> **WRITTEN TASK**: Reproduce the entire listing below line for line, with every character unchanged.

****************

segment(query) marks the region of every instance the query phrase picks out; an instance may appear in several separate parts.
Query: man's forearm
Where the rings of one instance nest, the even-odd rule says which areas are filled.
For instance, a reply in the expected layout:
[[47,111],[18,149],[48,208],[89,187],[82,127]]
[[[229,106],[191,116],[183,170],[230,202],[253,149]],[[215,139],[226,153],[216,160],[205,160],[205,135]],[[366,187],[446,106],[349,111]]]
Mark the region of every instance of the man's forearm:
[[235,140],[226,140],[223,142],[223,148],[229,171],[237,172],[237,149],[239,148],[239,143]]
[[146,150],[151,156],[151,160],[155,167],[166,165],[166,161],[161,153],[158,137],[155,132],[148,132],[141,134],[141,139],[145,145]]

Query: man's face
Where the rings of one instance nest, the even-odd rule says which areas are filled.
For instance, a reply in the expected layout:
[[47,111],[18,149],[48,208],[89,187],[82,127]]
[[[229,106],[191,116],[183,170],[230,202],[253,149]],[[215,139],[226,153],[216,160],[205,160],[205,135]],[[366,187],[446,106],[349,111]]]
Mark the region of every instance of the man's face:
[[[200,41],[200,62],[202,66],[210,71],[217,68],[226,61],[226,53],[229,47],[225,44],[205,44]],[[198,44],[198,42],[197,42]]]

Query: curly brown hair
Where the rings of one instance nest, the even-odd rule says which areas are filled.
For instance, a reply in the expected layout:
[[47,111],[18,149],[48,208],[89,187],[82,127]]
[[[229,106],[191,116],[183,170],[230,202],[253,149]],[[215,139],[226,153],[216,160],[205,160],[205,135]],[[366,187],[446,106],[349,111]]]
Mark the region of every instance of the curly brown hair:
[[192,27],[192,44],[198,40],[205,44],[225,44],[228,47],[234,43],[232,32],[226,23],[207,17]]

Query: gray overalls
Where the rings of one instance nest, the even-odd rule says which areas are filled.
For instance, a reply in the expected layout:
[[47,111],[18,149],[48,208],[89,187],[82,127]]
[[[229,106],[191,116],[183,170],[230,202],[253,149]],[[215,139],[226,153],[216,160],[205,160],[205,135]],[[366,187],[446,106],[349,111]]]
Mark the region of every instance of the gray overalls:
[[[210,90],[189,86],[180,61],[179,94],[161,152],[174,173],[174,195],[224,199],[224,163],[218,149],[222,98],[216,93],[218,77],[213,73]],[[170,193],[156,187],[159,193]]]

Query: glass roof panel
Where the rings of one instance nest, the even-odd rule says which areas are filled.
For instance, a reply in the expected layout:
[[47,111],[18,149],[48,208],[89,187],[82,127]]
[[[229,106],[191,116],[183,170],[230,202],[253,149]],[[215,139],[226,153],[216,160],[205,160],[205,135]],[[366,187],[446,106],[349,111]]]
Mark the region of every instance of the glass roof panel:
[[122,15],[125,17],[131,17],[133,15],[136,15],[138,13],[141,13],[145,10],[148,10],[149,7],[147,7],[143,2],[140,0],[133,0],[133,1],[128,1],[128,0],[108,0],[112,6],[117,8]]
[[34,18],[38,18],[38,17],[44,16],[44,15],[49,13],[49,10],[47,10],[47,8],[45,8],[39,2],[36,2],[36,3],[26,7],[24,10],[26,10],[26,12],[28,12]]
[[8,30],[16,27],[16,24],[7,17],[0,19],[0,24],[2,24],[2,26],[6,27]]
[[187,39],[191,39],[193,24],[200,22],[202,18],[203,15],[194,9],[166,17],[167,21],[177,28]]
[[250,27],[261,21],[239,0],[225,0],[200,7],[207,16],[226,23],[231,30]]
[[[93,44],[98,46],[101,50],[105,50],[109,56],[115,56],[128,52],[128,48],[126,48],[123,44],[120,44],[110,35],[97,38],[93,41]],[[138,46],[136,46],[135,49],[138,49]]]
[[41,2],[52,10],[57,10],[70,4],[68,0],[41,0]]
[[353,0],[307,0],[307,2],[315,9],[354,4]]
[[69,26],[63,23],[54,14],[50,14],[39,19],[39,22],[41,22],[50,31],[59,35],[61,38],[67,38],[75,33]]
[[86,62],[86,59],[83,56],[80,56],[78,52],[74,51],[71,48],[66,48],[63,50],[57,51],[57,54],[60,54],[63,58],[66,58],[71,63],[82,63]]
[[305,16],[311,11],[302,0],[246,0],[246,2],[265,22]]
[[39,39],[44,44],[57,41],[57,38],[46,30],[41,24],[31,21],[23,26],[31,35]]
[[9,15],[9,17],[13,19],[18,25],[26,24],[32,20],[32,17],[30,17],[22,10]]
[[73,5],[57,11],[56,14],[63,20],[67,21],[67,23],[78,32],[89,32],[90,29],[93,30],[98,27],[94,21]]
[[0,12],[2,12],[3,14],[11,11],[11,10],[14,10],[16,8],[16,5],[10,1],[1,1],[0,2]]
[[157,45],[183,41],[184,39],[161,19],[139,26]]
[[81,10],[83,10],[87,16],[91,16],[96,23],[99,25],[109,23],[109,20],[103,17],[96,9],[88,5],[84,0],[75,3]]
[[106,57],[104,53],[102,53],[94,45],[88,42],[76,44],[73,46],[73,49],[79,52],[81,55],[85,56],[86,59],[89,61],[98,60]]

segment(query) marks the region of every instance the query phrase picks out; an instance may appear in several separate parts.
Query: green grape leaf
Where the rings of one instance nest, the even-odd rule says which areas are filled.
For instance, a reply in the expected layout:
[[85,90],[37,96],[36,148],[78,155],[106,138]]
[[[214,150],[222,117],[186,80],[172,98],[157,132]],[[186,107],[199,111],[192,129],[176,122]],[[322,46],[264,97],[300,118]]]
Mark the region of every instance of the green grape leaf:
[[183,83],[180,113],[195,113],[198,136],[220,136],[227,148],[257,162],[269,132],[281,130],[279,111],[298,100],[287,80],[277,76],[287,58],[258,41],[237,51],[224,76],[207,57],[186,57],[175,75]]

****************

> **ANSWER BELOW**:
segment(query) marks the region of every instance the query phrase picks out; an instance may appear in several separate parts.
Query: man's forearm
Where the rings of one instance nest, the even-odd rule says which areas are filled.
For instance, a reply in the expected layout:
[[47,111],[18,149],[48,208],[89,187],[82,127]]
[[[229,106],[191,116],[183,170],[230,202],[253,149]],[[215,139],[226,153],[216,160],[205,160],[205,135]],[[366,187],[446,106],[349,111]]]
Mark the region of every instance of the man's forearm:
[[235,140],[226,140],[223,142],[223,148],[229,171],[237,172],[237,149],[239,148],[239,143]]
[[146,150],[151,156],[151,160],[155,167],[166,165],[166,161],[161,153],[158,137],[155,132],[148,132],[141,134],[141,139],[145,145]]

Query: man's face
Where the rings of one instance nest, the even-odd rule says which areas are filled.
For instance, a reply in the expected layout:
[[47,111],[18,149],[48,208],[89,187],[82,127]]
[[[229,106],[191,116],[183,170],[230,202],[253,149]],[[215,139],[226,153],[216,160],[205,160],[205,135]],[[366,187],[446,106],[349,111]]]
Mark the region of every instance of the man's face:
[[[200,41],[200,62],[202,66],[210,71],[217,68],[226,61],[226,53],[229,47],[225,44],[205,44]],[[198,44],[198,42],[197,42]]]

Query: curly brown hair
Where the rings of one instance nest, the even-odd rule says which areas are filled.
For instance, a reply in the expected layout:
[[47,111],[18,149],[48,208],[89,187],[82,127]]
[[[229,106],[191,116],[183,170],[230,202],[253,149]],[[215,139],[226,153],[216,160],[205,160],[205,135]],[[366,187],[446,106],[349,111]]]
Mark the region of every instance of the curly brown hair:
[[192,27],[192,44],[198,40],[205,44],[225,44],[228,47],[234,43],[232,32],[226,23],[207,17]]

Query: gray overalls
Where the rings of one instance nest, the even-odd rule says which areas are filled.
For instance, a reply in the expected layout:
[[47,111],[18,149],[48,208],[89,187],[82,127]]
[[[229,106],[191,116],[183,170],[230,202],[253,149]],[[215,139],[226,153],[216,160],[205,160],[205,135]],[[366,187],[446,106],[349,111]]]
Mark the region of every instance of the gray overalls:
[[[210,90],[189,86],[180,61],[179,94],[161,152],[174,173],[174,195],[224,199],[224,163],[218,149],[222,98],[216,93],[218,77],[213,73]],[[170,193],[156,187],[159,193]]]

Query: glass roof panel
Where the rings of one instance nest, the even-odd rule says which areas are filled.
For instance, a reply in the expected layout:
[[47,111],[18,149],[48,208],[89,187],[82,127]]
[[[229,106],[191,116],[183,170],[230,202],[253,149]],[[215,139],[226,153],[216,160],[205,160],[205,135]],[[366,187],[446,106],[349,111]]]
Mark the region of every instance of the glass roof panel:
[[122,15],[125,17],[131,17],[133,15],[136,15],[138,13],[141,13],[145,10],[148,10],[149,7],[147,7],[143,2],[140,0],[133,0],[133,1],[128,1],[128,0],[108,0],[112,6],[117,8]]
[[34,18],[38,18],[38,17],[44,16],[44,15],[49,13],[49,10],[47,10],[47,8],[45,8],[39,2],[36,2],[36,3],[26,7],[24,10],[26,10],[26,12],[28,12]]
[[8,30],[16,27],[16,24],[7,17],[0,19],[0,24],[2,24],[2,26],[6,27]]
[[187,39],[191,39],[193,24],[200,22],[202,18],[203,15],[194,9],[166,17],[167,21],[177,28]]
[[250,27],[261,21],[239,0],[225,0],[200,7],[207,16],[226,23],[231,30]]
[[[93,44],[98,46],[101,50],[105,50],[109,56],[115,56],[128,52],[128,48],[126,48],[123,44],[120,44],[110,35],[97,38],[93,41]],[[138,46],[136,46],[135,49],[138,49]]]
[[41,2],[52,10],[57,10],[70,4],[68,0],[41,0]]
[[353,0],[307,0],[307,2],[315,9],[354,4]]
[[69,26],[63,23],[54,14],[50,14],[39,19],[39,22],[41,22],[50,31],[59,35],[61,38],[67,38],[75,33]]
[[86,62],[86,59],[83,56],[80,56],[78,52],[74,51],[71,48],[66,48],[63,50],[57,51],[57,54],[60,54],[63,58],[66,58],[71,63],[82,63]]
[[305,16],[311,11],[302,0],[246,0],[246,2],[265,22]]
[[39,39],[44,44],[57,41],[57,38],[46,30],[41,24],[31,21],[23,26],[31,35]]
[[9,15],[9,17],[13,19],[18,25],[26,24],[32,20],[32,17],[30,17],[22,10]]
[[73,5],[57,11],[56,14],[63,20],[67,21],[67,23],[78,32],[89,32],[90,29],[93,30],[98,27],[94,21]]
[[0,12],[2,12],[3,14],[11,11],[11,10],[14,10],[16,8],[16,5],[10,1],[1,1],[0,2]]
[[157,45],[183,41],[184,39],[161,19],[139,26]]
[[81,10],[83,10],[87,16],[91,16],[96,23],[99,25],[109,23],[109,20],[103,17],[96,9],[88,5],[84,0],[75,3]]
[[106,57],[104,53],[102,53],[94,45],[88,42],[76,44],[73,46],[73,49],[79,52],[81,55],[85,56],[86,59],[89,61],[98,60]]

segment(query) marks the region of every instance the query phrase picks out; an instance may appear in several separate parts.
Query: green grape leaf
Where the rings of one instance nest, the even-odd rule says which areas are filled.
For instance, a reply in the expected layout:
[[85,90],[37,96],[36,148],[78,155],[106,138]]
[[[214,150],[222,117],[186,80],[172,98],[157,132]],[[186,107],[199,111],[192,129],[176,122]],[[322,46],[264,97],[300,118]]]
Mark the region of every instance of the green grape leaf:
[[183,83],[180,113],[195,113],[198,136],[220,136],[227,148],[257,162],[269,132],[281,130],[279,111],[298,100],[287,80],[277,76],[287,58],[258,41],[237,51],[224,76],[207,57],[186,57],[175,75]]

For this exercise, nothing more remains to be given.